§ What the task asks
Could you arrange all of the data below as a JSON list of strings, with one string per line and blank lines left out? Leave the pictures out.

>> begin Data records

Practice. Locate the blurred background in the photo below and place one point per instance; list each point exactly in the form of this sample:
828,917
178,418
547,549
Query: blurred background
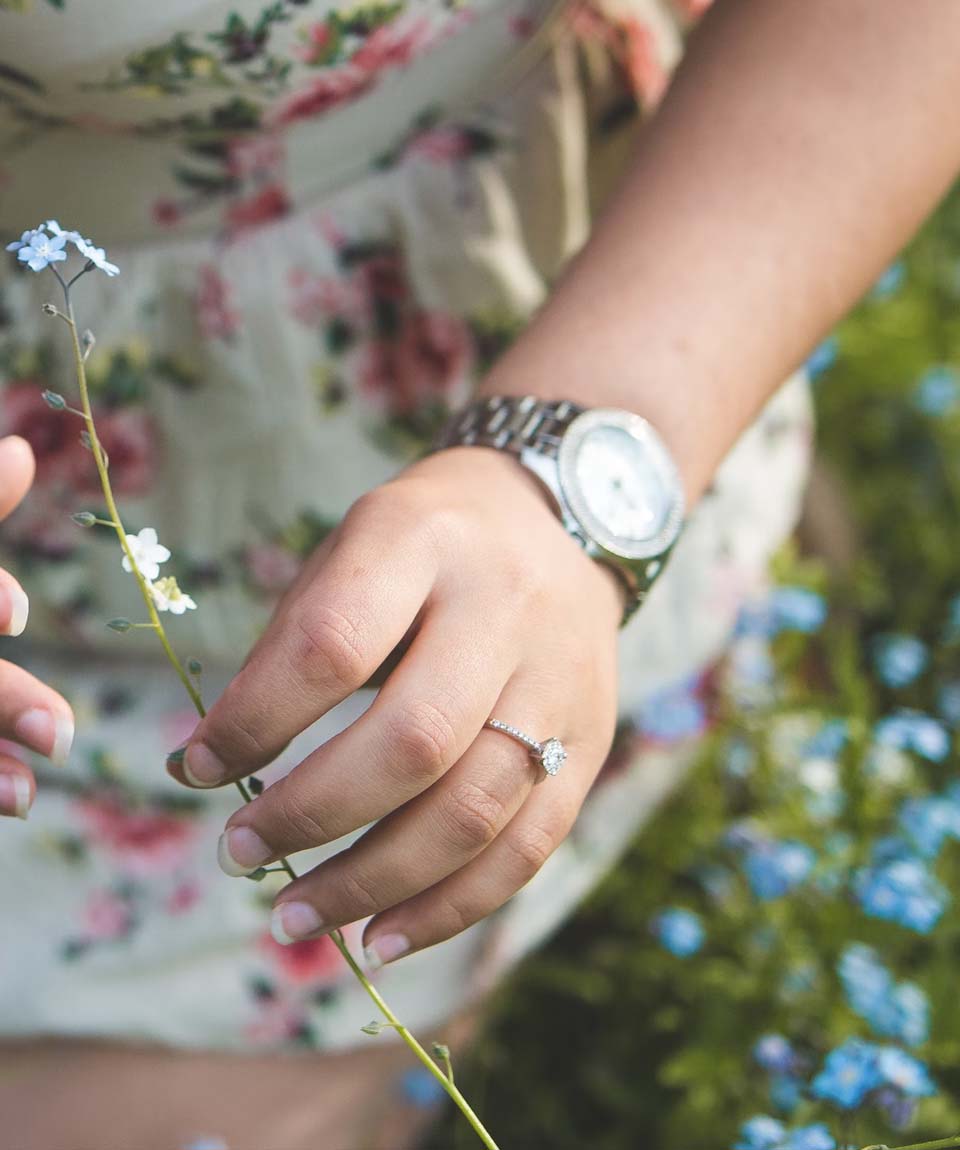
783,940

>> end Data records

§ Task result
[
  "Practice. Locate the blurred background in the photo below and place one point per instance; list each point exactly in the form of this sample:",
  "828,917",
  "178,418",
  "547,549",
  "Query: blurred background",
  "783,940"
]